*REQUIRED WORK*
Ignoring the pictures, repeat every entry below exactly as it appears.

*RECORDS FOR THE EXERCISE*
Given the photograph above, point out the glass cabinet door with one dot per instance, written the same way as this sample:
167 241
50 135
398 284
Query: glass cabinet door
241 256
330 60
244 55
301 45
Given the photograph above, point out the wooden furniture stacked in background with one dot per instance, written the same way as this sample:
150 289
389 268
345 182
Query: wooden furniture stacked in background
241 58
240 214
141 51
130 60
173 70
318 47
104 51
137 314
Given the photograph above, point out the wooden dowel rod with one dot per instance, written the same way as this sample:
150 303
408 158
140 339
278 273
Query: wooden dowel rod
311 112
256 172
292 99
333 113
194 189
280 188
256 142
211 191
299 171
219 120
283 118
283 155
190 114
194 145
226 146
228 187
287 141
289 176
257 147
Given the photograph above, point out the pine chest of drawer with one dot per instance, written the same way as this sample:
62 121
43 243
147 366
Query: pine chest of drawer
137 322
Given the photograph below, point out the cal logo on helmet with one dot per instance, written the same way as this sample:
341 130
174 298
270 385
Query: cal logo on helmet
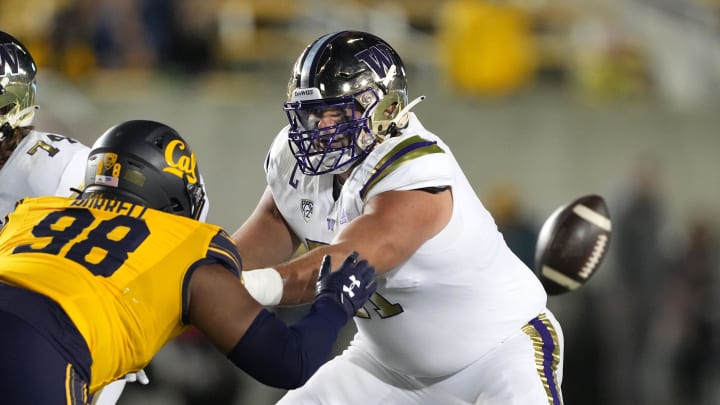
179 162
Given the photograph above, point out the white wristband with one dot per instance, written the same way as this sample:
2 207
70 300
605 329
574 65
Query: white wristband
265 285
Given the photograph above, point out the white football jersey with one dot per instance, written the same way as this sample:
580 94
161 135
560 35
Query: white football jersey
462 293
42 164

*SOLUTION*
Given the photograph above, point out the glass cabinet door with one dot per instance, written the same way as this sample:
167 241
50 135
398 284
Query: glass cabinet door
241 256
330 60
244 55
301 45
Given the photograph above, point out the wooden furniture stacked in background with one dot per instance, written the same way as this sample:
150 289
389 268
345 182
Query: wooden furniture stacked in background
241 58
240 214
141 51
130 60
173 70
318 47
104 51
137 314
Given the photograph above, point out the wooden dowel rod with one dot per instance, written the same way as this sample:
150 303
408 158
140 339
278 273
Query: wooden dowel rod
311 112
256 172
292 99
333 113
194 189
280 188
256 142
211 191
299 171
219 120
283 118
283 155
190 114
194 145
226 146
228 187
287 141
289 176
257 147
Given the photograph above, point out the pine chest of drawer with one dot per instance, written the same way as this sample:
62 121
43 243
147 366
Query: pine chest of drawer
137 322
Given the photograph below, point out the cal logo on helmet with one dot per instance, written the same way as this sample:
341 130
174 298
270 385
Query: cal logo on helmet
179 162
Given the photograph above, point out the white wristband with one dot per instance, written the same way as this sample:
2 207
70 300
605 329
574 65
Query: white wristband
265 285
Given the photograph above, point out the white football jersey with one dot per instance, written the same way as this sample:
580 94
161 135
560 35
Query: white football jersey
462 293
42 164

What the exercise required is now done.